- Opening Delimiter -

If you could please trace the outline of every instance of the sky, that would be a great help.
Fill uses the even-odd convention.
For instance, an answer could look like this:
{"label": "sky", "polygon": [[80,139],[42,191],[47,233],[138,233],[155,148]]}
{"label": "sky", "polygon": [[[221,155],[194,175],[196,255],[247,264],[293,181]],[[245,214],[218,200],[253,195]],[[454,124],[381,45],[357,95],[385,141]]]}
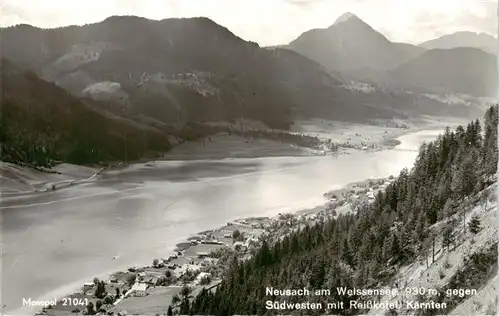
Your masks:
{"label": "sky", "polygon": [[112,15],[208,17],[261,46],[287,44],[352,12],[391,41],[418,44],[457,31],[498,34],[497,0],[0,0],[0,25],[52,28]]}

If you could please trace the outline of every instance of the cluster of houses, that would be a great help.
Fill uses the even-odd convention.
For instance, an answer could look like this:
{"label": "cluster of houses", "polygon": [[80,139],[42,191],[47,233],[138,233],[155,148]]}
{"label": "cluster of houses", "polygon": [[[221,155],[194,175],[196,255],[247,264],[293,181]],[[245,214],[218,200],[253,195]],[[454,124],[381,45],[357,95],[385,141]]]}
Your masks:
{"label": "cluster of houses", "polygon": [[[268,221],[268,218],[256,218],[256,219],[242,219],[235,221],[236,225],[243,226],[246,228],[250,229],[263,229],[266,226],[266,222]],[[235,225],[233,223],[227,223],[228,226]]]}
{"label": "cluster of houses", "polygon": [[[209,260],[202,260],[197,264],[194,264],[194,262],[186,263],[183,265],[176,264],[175,268],[173,269],[173,273],[177,278],[184,275],[188,270],[197,273],[196,279],[193,281],[193,285],[197,285],[203,278],[210,276],[210,273],[199,272],[200,269],[208,264],[214,264],[215,262],[217,262],[216,261],[217,259],[213,258],[206,258],[206,259]],[[161,272],[156,272],[153,270],[140,272],[136,275],[135,283],[129,290],[128,295],[135,297],[146,296],[147,289],[150,287],[158,286],[162,278],[164,278],[164,276]]]}
{"label": "cluster of houses", "polygon": [[324,222],[327,218],[335,217],[335,212],[341,206],[350,206],[353,210],[361,203],[371,203],[377,192],[385,189],[394,181],[393,177],[384,180],[373,180],[369,183],[353,185],[350,189],[325,194],[329,199],[327,207],[319,212],[309,214],[278,214],[264,225],[270,235],[270,240],[280,239],[284,235],[303,227],[306,224]]}
{"label": "cluster of houses", "polygon": [[370,180],[368,183],[352,185],[345,192],[328,192],[325,194],[331,203],[336,206],[343,206],[346,203],[358,202],[360,200],[373,201],[379,190],[385,189],[394,179],[390,177],[387,180]]}
{"label": "cluster of houses", "polygon": [[187,72],[172,75],[170,82],[187,86],[203,96],[211,96],[217,93],[217,88],[207,81],[211,77],[212,75],[209,72]]}
{"label": "cluster of houses", "polygon": [[155,287],[159,284],[162,274],[154,271],[143,271],[136,275],[135,283],[128,291],[130,296],[146,296],[146,290],[149,287]]}
{"label": "cluster of houses", "polygon": [[[200,234],[199,236],[190,238],[190,243],[192,245],[224,245],[226,243],[220,241],[216,236],[217,234],[221,234],[219,237],[223,237],[224,239],[231,239],[231,242],[227,243],[227,246],[230,250],[238,252],[242,256],[248,257],[250,253],[249,250],[259,246],[260,239],[263,237],[263,235],[265,236],[270,231],[273,231],[273,229],[271,229],[273,222],[277,223],[285,221],[287,225],[293,225],[294,223],[291,220],[292,218],[293,216],[291,216],[290,214],[284,214],[274,219],[265,218],[255,221],[242,220],[234,224],[228,223],[228,226],[232,226],[230,227],[230,229],[205,232],[203,234]],[[233,240],[234,230],[241,231],[240,240]],[[275,233],[278,232],[275,231]],[[216,265],[219,260],[210,257],[210,253],[206,251],[196,252],[194,257],[186,257],[183,258],[183,260],[176,260],[183,255],[184,254],[181,251],[178,251],[171,254],[166,259],[160,259],[154,268],[146,268],[143,271],[142,269],[140,269],[139,271],[141,272],[136,274],[135,283],[129,289],[126,296],[146,296],[148,288],[164,284],[161,281],[163,278],[165,278],[165,268],[170,269],[176,279],[180,279],[189,270],[194,273],[193,277],[194,275],[196,275],[196,277],[194,277],[194,280],[190,282],[191,285],[200,285],[200,282],[202,282],[204,278],[211,276],[211,274],[208,272],[201,272],[203,271],[202,269],[205,267]],[[137,272],[137,269],[130,268],[129,271]],[[91,286],[93,286],[93,284],[89,284],[89,287]]]}

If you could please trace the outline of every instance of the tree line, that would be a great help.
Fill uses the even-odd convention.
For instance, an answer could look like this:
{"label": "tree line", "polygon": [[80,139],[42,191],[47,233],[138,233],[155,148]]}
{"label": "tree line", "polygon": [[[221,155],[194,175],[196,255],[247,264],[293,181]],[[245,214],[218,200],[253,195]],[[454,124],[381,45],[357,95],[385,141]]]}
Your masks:
{"label": "tree line", "polygon": [[[403,169],[374,202],[356,214],[342,215],[284,237],[264,242],[250,260],[232,261],[227,278],[215,292],[202,290],[181,314],[309,314],[355,315],[337,287],[375,288],[388,282],[398,268],[417,260],[430,245],[430,226],[460,211],[461,202],[494,181],[498,164],[498,105],[484,116],[454,131],[447,128],[423,144],[413,167]],[[471,226],[477,230],[475,220]],[[446,244],[442,244],[446,247]],[[266,310],[266,287],[330,289],[326,296],[283,297],[289,303],[344,302],[346,308],[323,310]],[[187,300],[187,299],[186,299]]]}
{"label": "tree line", "polygon": [[33,167],[155,157],[166,135],[94,109],[34,73],[2,59],[0,160]]}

- Closing Delimiter -

WHAT NEEDS TO BE DONE →
The entries are to be transcribed in full. Their pictures are not.

COMPLETED TASK →
If you could please trace the outline of every instance of the sky, that would be a great help.
Fill uses the even-odd convention.
For instance, an answer could look like this:
{"label": "sky", "polygon": [[80,139],[42,191],[47,233],[138,233],[155,148]]}
{"label": "sky", "polygon": [[[221,155],[194,175],[196,255],[247,264],[293,181]],[[245,214],[218,200],[253,195]],[[454,124],[381,45],[357,95],[385,141]]]}
Your masks:
{"label": "sky", "polygon": [[112,15],[208,17],[261,46],[287,44],[352,12],[391,41],[418,44],[457,31],[498,34],[497,0],[0,0],[0,25],[52,28]]}

If you could please trace the outline of every instance of the cluster of houses, that would be a great help.
Fill uses the even-odd convention.
For instance, an answer could look like this:
{"label": "cluster of houses", "polygon": [[80,139],[42,191],[47,233],[138,233],[155,148]]}
{"label": "cluster of houses", "polygon": [[[221,155],[194,175],[196,255],[247,264],[293,181]],[[245,214],[218,200],[253,195]],[[454,124],[381,45],[357,95],[385,141]]]}
Your masks:
{"label": "cluster of houses", "polygon": [[[268,221],[268,218],[256,218],[256,219],[242,219],[235,221],[236,225],[243,226],[246,228],[250,229],[263,229],[266,226],[266,222]],[[235,225],[233,223],[227,223],[228,226]]]}
{"label": "cluster of houses", "polygon": [[[209,260],[202,260],[197,264],[194,264],[194,262],[186,263],[183,265],[176,264],[175,268],[173,269],[173,273],[177,278],[184,275],[188,270],[197,273],[196,279],[193,281],[193,285],[197,285],[203,278],[210,276],[210,273],[199,272],[200,269],[208,264],[214,264],[215,262],[217,262],[216,261],[217,259],[213,258],[206,258],[206,259]],[[161,272],[156,272],[153,270],[140,272],[136,275],[135,283],[129,290],[128,295],[135,297],[146,296],[147,289],[150,287],[158,286],[162,278],[164,278],[164,276]]]}
{"label": "cluster of houses", "polygon": [[324,222],[327,218],[335,217],[335,212],[341,206],[350,206],[353,210],[361,203],[371,203],[377,192],[385,189],[394,181],[393,177],[384,180],[373,180],[369,183],[353,185],[350,189],[325,194],[329,199],[327,207],[319,212],[309,214],[278,214],[264,225],[270,235],[270,240],[280,239],[284,235],[303,227],[306,224]]}
{"label": "cluster of houses", "polygon": [[370,180],[368,183],[352,185],[345,192],[328,192],[325,194],[331,203],[336,206],[343,206],[346,203],[358,202],[360,200],[373,201],[379,190],[385,189],[394,179],[390,177],[387,180]]}
{"label": "cluster of houses", "polygon": [[187,72],[172,75],[170,82],[187,86],[203,96],[211,96],[217,93],[217,88],[207,81],[211,77],[212,75],[209,72]]}
{"label": "cluster of houses", "polygon": [[155,287],[159,284],[162,274],[154,271],[143,271],[136,275],[135,283],[128,291],[130,296],[146,296],[146,290],[149,287]]}
{"label": "cluster of houses", "polygon": [[[200,234],[199,236],[190,238],[190,243],[192,245],[224,245],[226,243],[220,241],[216,236],[217,234],[221,234],[219,237],[223,237],[224,239],[231,239],[231,242],[227,243],[227,246],[230,250],[238,252],[242,256],[248,257],[250,253],[249,250],[259,246],[260,239],[263,237],[263,235],[265,236],[270,231],[273,231],[273,229],[271,229],[273,222],[277,223],[285,221],[287,225],[293,225],[294,223],[291,220],[292,218],[293,216],[291,216],[290,214],[284,214],[274,219],[265,218],[255,221],[242,220],[234,224],[228,223],[228,226],[232,226],[230,227],[230,229],[205,232],[203,234]],[[233,240],[234,230],[241,231],[240,240]],[[275,233],[278,232],[275,231]],[[216,265],[219,260],[210,257],[210,253],[206,251],[196,252],[194,257],[186,257],[183,258],[183,260],[176,260],[183,255],[184,254],[181,251],[178,251],[171,254],[166,259],[160,259],[154,268],[146,268],[143,271],[142,269],[140,269],[139,271],[141,272],[136,274],[135,283],[129,289],[126,296],[146,296],[148,288],[164,284],[161,281],[163,278],[165,278],[165,268],[170,269],[176,279],[180,279],[189,270],[194,273],[193,277],[194,275],[196,275],[196,277],[194,277],[194,280],[190,282],[191,285],[200,285],[200,282],[202,282],[204,278],[211,276],[211,274],[208,272],[201,272],[203,271],[202,269],[205,267]],[[137,272],[137,269],[130,268],[129,271]],[[91,286],[93,286],[93,284],[89,284],[89,287]]]}

If you could please trace the outline of every instance of the tree line, that would be a great help.
Fill uses the even-odd convention.
For instance, an answer could look like this:
{"label": "tree line", "polygon": [[80,139],[42,191],[47,233],[138,233],[155,148]]}
{"label": "tree line", "polygon": [[[221,155],[194,175],[196,255],[247,264],[293,181]],[[245,214],[218,200],[253,195]],[[454,124],[381,45],[357,95],[385,141]]]}
Your masks:
{"label": "tree line", "polygon": [[[403,169],[374,202],[356,214],[342,215],[284,237],[264,242],[250,260],[232,261],[227,278],[215,292],[202,290],[181,314],[309,314],[355,315],[337,287],[375,288],[388,282],[398,268],[417,260],[430,245],[430,226],[460,211],[461,202],[494,181],[498,164],[498,105],[484,116],[454,131],[447,128],[423,144],[413,167]],[[471,226],[477,230],[475,220]],[[446,244],[442,244],[446,247]],[[266,310],[266,287],[330,289],[326,296],[283,297],[289,303],[344,302],[346,308],[323,310]],[[187,300],[187,299],[186,299]]]}
{"label": "tree line", "polygon": [[33,167],[155,157],[166,135],[94,109],[34,73],[2,59],[0,160]]}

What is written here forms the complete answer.